* _WORK ORDER_
Repeat the entries below word for word, though any picture in them should be dropped.

* _DATA TO PROCESS_
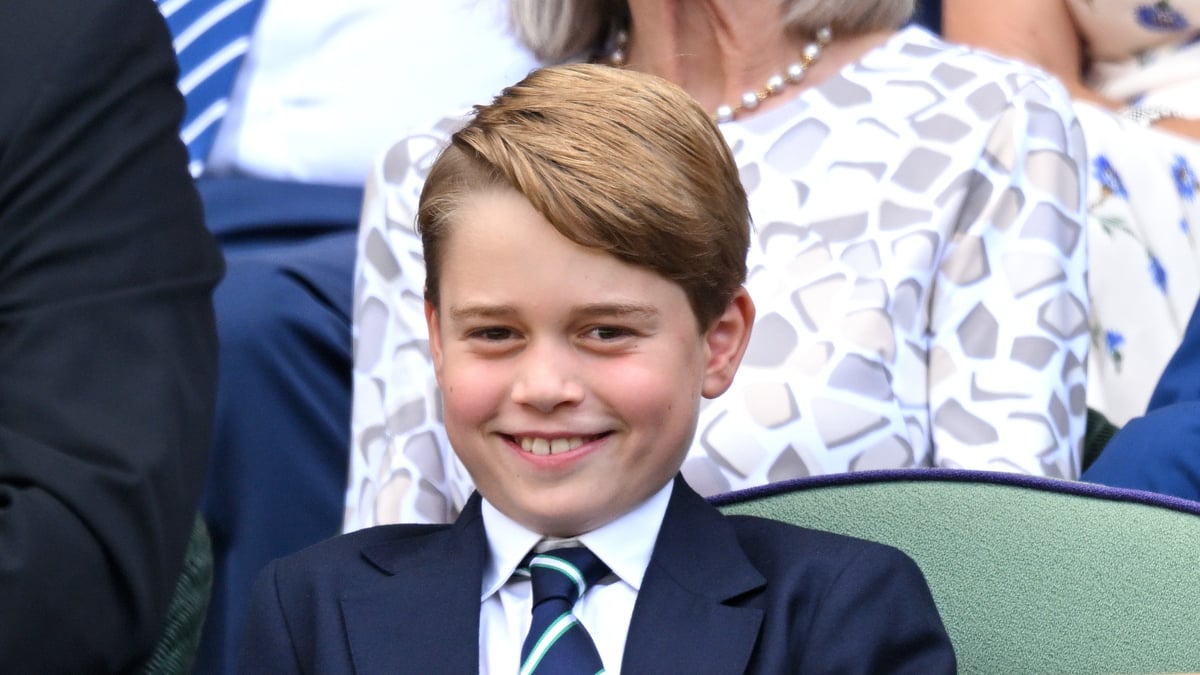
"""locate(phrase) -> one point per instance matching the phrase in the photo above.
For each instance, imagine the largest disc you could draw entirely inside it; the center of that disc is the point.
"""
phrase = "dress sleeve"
(107, 336)
(1008, 314)
(402, 469)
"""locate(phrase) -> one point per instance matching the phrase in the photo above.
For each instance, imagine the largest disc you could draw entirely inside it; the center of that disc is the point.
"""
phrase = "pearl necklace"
(792, 75)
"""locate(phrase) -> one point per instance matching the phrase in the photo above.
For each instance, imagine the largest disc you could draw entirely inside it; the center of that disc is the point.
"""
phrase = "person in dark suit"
(1159, 451)
(107, 338)
(585, 238)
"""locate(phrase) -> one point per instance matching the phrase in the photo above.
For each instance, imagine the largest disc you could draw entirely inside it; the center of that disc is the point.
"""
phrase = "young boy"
(585, 243)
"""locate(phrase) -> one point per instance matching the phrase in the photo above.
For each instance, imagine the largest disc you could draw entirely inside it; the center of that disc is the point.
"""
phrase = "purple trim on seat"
(960, 476)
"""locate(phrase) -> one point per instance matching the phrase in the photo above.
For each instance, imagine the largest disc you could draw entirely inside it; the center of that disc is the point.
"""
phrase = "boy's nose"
(547, 377)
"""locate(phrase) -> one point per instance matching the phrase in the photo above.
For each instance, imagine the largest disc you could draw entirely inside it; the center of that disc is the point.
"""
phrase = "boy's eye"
(609, 333)
(492, 334)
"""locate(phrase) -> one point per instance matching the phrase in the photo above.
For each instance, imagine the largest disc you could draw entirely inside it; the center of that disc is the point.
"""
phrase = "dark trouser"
(279, 459)
(1161, 451)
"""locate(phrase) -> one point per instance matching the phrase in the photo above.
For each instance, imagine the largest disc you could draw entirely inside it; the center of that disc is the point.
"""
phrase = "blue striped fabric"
(211, 37)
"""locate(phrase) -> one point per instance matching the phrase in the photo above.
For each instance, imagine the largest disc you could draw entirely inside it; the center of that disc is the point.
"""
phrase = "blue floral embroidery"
(1158, 273)
(1113, 342)
(1185, 178)
(1109, 177)
(1162, 17)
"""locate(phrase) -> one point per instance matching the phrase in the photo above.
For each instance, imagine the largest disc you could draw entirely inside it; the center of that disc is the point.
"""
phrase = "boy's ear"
(726, 342)
(431, 322)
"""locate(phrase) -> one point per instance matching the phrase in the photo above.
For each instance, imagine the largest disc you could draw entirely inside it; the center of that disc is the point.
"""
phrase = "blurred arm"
(107, 340)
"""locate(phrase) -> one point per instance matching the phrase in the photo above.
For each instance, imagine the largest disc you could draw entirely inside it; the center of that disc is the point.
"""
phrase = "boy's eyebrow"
(481, 311)
(623, 310)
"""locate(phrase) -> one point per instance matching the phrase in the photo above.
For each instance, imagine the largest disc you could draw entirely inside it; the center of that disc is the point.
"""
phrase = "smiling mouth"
(539, 446)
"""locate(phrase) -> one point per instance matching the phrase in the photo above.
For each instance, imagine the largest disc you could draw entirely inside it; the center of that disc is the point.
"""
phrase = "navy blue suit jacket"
(721, 595)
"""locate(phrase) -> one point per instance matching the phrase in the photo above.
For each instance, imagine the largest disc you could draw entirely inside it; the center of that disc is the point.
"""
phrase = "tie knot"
(564, 573)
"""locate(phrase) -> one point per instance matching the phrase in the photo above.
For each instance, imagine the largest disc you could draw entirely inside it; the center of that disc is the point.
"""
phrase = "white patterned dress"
(918, 267)
(1144, 261)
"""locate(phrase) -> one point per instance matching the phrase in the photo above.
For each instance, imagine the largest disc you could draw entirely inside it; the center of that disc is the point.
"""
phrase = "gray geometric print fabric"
(918, 267)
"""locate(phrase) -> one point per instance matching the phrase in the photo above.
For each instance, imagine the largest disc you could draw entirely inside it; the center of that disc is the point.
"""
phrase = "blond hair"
(558, 30)
(618, 161)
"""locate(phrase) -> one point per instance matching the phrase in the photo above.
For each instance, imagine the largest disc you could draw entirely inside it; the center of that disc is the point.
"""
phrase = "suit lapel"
(423, 615)
(682, 610)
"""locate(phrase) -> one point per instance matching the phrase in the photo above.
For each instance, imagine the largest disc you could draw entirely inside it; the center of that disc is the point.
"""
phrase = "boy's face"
(570, 380)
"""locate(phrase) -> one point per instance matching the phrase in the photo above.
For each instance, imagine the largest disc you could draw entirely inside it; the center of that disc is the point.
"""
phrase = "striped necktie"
(211, 37)
(557, 643)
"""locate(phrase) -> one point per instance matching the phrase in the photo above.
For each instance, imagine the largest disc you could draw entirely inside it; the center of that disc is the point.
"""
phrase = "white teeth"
(544, 447)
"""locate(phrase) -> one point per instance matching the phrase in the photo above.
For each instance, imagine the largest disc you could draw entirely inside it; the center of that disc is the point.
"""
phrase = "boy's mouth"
(541, 446)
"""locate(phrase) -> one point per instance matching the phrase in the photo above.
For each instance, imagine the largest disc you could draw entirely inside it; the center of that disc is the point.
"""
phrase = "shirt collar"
(624, 544)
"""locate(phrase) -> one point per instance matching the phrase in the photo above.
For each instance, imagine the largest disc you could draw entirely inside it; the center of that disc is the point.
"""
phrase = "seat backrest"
(175, 650)
(1030, 574)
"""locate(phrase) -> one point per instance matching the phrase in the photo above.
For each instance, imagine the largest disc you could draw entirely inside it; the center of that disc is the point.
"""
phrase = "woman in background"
(917, 262)
(1133, 67)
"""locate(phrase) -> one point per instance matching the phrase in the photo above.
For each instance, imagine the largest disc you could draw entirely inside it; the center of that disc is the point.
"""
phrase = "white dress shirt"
(327, 87)
(505, 604)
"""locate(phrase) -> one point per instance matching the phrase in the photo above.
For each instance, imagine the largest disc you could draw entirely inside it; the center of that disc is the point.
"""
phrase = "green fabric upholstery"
(1030, 574)
(175, 650)
(1096, 435)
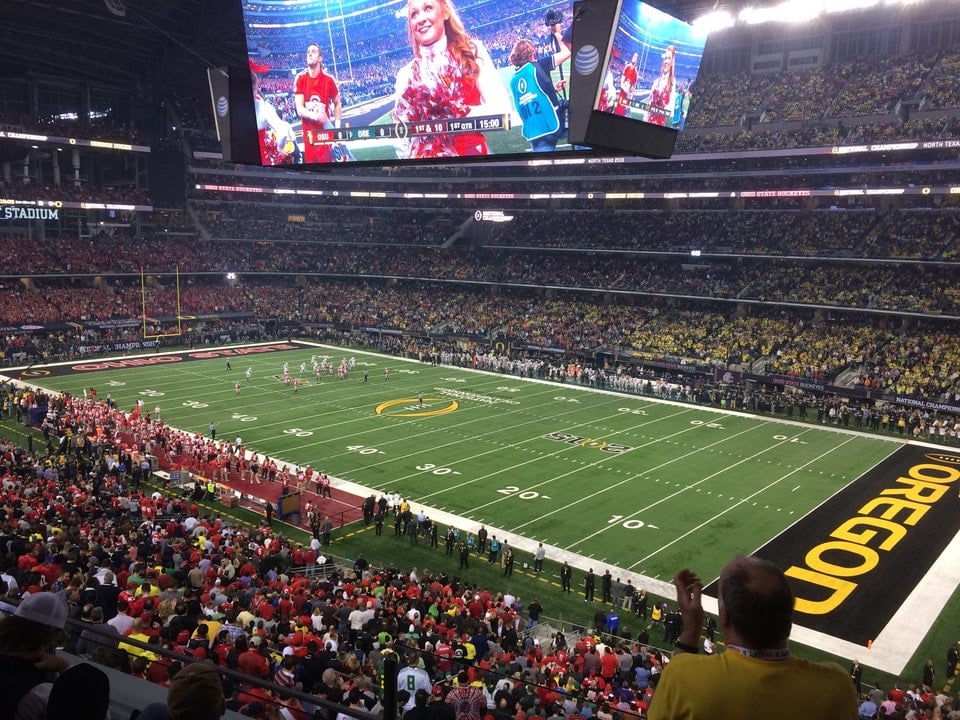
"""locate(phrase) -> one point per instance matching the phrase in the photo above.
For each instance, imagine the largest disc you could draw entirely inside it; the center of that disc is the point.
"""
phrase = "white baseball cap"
(45, 608)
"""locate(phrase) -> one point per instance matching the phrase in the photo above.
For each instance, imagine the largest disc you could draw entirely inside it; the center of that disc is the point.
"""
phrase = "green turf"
(613, 478)
(626, 481)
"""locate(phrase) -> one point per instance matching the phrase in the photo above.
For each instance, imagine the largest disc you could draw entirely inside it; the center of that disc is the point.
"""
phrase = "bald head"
(756, 604)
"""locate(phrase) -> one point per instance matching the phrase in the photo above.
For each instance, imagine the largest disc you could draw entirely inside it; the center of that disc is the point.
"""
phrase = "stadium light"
(795, 11)
(838, 6)
(791, 11)
(714, 21)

* _TASK SOLUTION_
"""locate(phrase) -> one point per instance matching the phrase in the photo above.
For each instance, imagine the largest disc you could draw entirely inside it; the center of that disc is the point.
"""
phrase = "dress sleeve"
(107, 336)
(1008, 314)
(402, 469)
"""locate(phrase) -> one point per instance matching the phrase in the photo above.
For each instance, imagine the largest disc you could draw entirely inside it; the center of that disc is the point.
"""
phrase = "pearl necklace"
(792, 75)
"""locate(phrase) -> one point per instance matching the phrase in the photo above.
For each instance, imagine the largest disc you could draw entirely inside it; the center of that disc is the point.
"""
phrase = "person in dark suit"
(1159, 451)
(107, 338)
(585, 238)
"""locate(phrase) -> one point per instance matching the phrase in the photo above.
For each instance, imagine the largest disc you could draw entirely inside it; the center of that disc is the point.
"""
phrase = "young boy"
(585, 243)
"""locate(phrase) -> one point per instance matching the phrase in the photo above.
For each instance, imagine the largest disc you could draw entirely inside it; the center of that disc is the point.
"""
phrase = "purple trim on seat"
(960, 476)
"""locate(phrase) -> one point per instance matching the phrase in the photo above.
For each instance, imagine the largest disc you could draw entirely inside it; the center of that disc is the point.
"""
phrase = "boy's nose"
(547, 377)
"""locate(phrase) -> one point per instance matching the phrase in the photo above.
For each instance, imagine the largest disc you could draw entirely inside it; the center of that disc is the point.
"""
phrase = "boy's eye"
(609, 333)
(492, 334)
"""locate(phrase) -> one point per instance matching the phrase in the photo above.
For each instance, imagine the largest disc you could draw entirely inside it; the center of that disc is the point.
"""
phrase = "dark trouser"
(279, 459)
(1161, 451)
"""locate(phrase) -> one point per instance matching the phrase in the photo above.
For each instance, imagine the largest disc you could draw entirely inside it; the center of that disc is the point.
"""
phrase = "blue striped fabric"
(211, 37)
"""locate(phrase) -> one point per instance matching the phrase in the photo above.
For each instance, imagine the largest disc you could draw entirely inside it; the center of that disc is the point.
"""
phrase = "blue floral embroidery"
(1158, 273)
(1113, 342)
(1185, 178)
(1109, 177)
(1162, 17)
"""locate(phrase) -> one point per instance matching the phrase in the photo above.
For each instance, imagine the largest disc you could draw entirely inside it; the center of that disc is the point.
"""
phrase = "boy's ear"
(726, 342)
(431, 322)
"""locate(phrase) -> one point per instance matching the phrase in the photo above.
For each instance, imagine the largest disc you could draw entirely inside it; the center of that disc is the point.
"""
phrase = "blurred arm"
(107, 340)
"""locate(phrase) -> one point per instance matching the phrase in the photo above.
For each instance, imagine the largest disc you could draw entirely inside it; the center of that disc is the point.
"""
phrase = "boy's eyebrow"
(481, 311)
(623, 310)
"""locate(phrase) -> one point per instance matching the phrase in the photo above.
For each instance, imagine the largest disc you could draw entirely inside it; the center of that disc is the point.
"""
phrase = "smiling mouth"
(539, 446)
"""locate(phrase) -> one point per instance matching the phrase in the photo above.
For each instance, imagine the largest disc you could draw entirely inside it; the center of that disc is the point.
"""
phrase = "navy blue suit jacket"
(721, 595)
"""locate(phrase) -> one point per instance matching the phrase in the photo above.
For each instance, imagine the largest disc you could draw entirely inside it; the center of that disc is the point.
"""
phrase = "tie knot"
(564, 573)
"""locate(phrase) -> one point per instance matching the phrase in the photo above.
For each instance, imagine the largest disc you could draw entirely inside it; the center of that disc is the point.
"""
phrase = "white patterned dress"
(918, 267)
(1144, 261)
"""locate(phrase) -> one point per instance matching the phrase in the photo above.
For each instance, imagine the largest disc you could draw entirely inside it; the center of that disc is the point.
"""
phrase = "gray geometric print fabric"
(918, 267)
"""locate(phrase) -> one point per instance matching the phrase in the photo above.
For each instance, imagine the largest disc you could draw entirely inside it; the center of that disc is the point.
"""
phrase = "blond hair"
(558, 30)
(618, 161)
"""locate(phrase) -> one point per instance matching the phrase in the photo above.
For each instance, imagine the largest disc you could draw entirely inside it; the center of that disc is the point.
"""
phrase = "suit lapel"
(423, 615)
(682, 610)
"""locate(phrase) -> one point per instance matching the phrase in the photo above.
For each instance, imagine the largest disc you could draw entirely inside it; the center of that disc is the point.
"""
phrase = "boy's face"
(570, 380)
"""locate(phrase) -> one point per instance matching the phrase in the photo above.
For each instance, imagine the largest disc you could draw entirely inside it; the center of that disc is the point.
"""
phrase = "striped necktie"
(211, 37)
(557, 643)
"""locate(phrase) -> one point per instance matching the phrase in the photo above.
For each instance, imagine the largest disc you could draw entirely inside it; the center of that disc is the point.
"""
phrase = "white teeth"
(544, 447)
"""locate(phrase) -> one point per instance matching the phrase in the photo above.
For each instance, imagine the largest disc you could draw entirely inside it; the center of that disc is the point.
"""
phrase = "boy's mouth"
(541, 446)
"""locate(phrase) -> one point per instance matching the phrase in the photo above.
For each instance, imagine the largest disc you could draw entirely inside it; the center of that disc is the point.
"""
phrase = "shirt collar"
(624, 544)
"""locate(phrase) -> one point per instance matching the phrase in the photo above.
For each instance, imagine the largest disc you could draw entirely inside it; the center of that disc is the point.
"""
phrase = "seat backrest"
(175, 650)
(1030, 574)
"""locate(phrase) -> one point per instance matching the phrase in the photo above.
For each instance, imagine the largest disc you could draw entirely inside it; the center of that disc is the point.
"""
phrase = "woman in background"
(917, 262)
(1133, 67)
"""locate(phrase) -> one point per instance matching the phrase in the photo above.
For each instance, imagine the largest disc you could draw entirely inside it; the center of that disc is the point.
"""
phrase = "white dress shirt"
(327, 87)
(505, 604)
"""locate(phrase) -> one point per instance matching the phrase in the photo above.
For each instance, imagine the largest disc you could draw entirely inside it; the center of that disc is the point.
"""
phrase = "green fabric upholstery"
(1030, 574)
(175, 650)
(1096, 435)
"""locate(phrase) -> one point per instance matching the phrase in the photo above.
For each instance, imagine the largest disc you could draw entirely inside it; the center of that disc is the point.
"""
phrase = "white baseball cap"
(45, 608)
"""locate(phrase) -> one point per instance matching the phrase in the photo above.
For each instance, imagine the largest disc you could draw entirely inside it; the center of that disc is the point.
"""
phrase = "green turf"
(613, 478)
(626, 481)
"""locate(phrase) -> one point per instance matching the phrase in the photo above.
For each instance, imagine the largest disc you could draw entirely inside it; the center of that disc is the point.
"""
phrase = "bald head"
(756, 604)
"""locate(phrase) -> one point per instance matching the phrase in the photo above.
For each instance, imagine the largest disc you could draw entirely inside it; the center of that disc is the point.
"""
phrase = "stadium light"
(795, 11)
(838, 6)
(791, 11)
(714, 21)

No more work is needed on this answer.